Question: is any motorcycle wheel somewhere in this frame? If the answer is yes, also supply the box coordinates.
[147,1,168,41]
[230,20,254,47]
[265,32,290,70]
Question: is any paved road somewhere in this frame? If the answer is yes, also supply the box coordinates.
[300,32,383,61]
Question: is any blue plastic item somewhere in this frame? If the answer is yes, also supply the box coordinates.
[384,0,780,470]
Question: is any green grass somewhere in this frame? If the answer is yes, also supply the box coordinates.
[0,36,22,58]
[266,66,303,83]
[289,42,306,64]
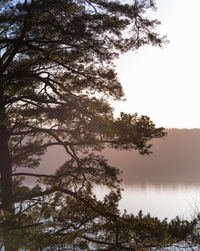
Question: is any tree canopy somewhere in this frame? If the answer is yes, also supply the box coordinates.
[0,0,196,251]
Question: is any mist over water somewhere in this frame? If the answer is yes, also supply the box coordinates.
[19,129,200,218]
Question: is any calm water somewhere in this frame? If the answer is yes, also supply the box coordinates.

> **Written problem**: Write out all the entries again, requests included, but multiply every box coordinate in the answers by 0.3 and round each result to a whole number, with halves rounding up. Leave the pictures out of your version.

> **Result of this task**:
Question: is any motorcycle wheel somewhere in this frame? If the answer is yes, also supply the box coordinates.
[44,0,50,12]
[69,6,76,14]
[80,10,87,21]
Question: is any paved road somewhere in this frame? If the answer is yes, also supply the box coordinates.
[90,10,115,18]
Question: is any blue plastic item somewhere in this frame? If the answer is yes, also supply the box coordinates.
[115,0,234,141]
Question: is any green grass somewhere in this frame? If the answer is yes, also supply the box coordinates.
[0,11,7,17]
[80,20,91,25]
[87,13,92,19]
Question: is any tree canopy somewhere in this frame? If the answer is yes, also supply the box coordinates.
[0,0,59,75]
Question: is any mist over water somewhere in this frame? If the answer is yes, also supply the box coordinates.
[6,39,60,65]
Question: is any calm water somewhere in this frame? If the answer is yes, also supply the box coordinates.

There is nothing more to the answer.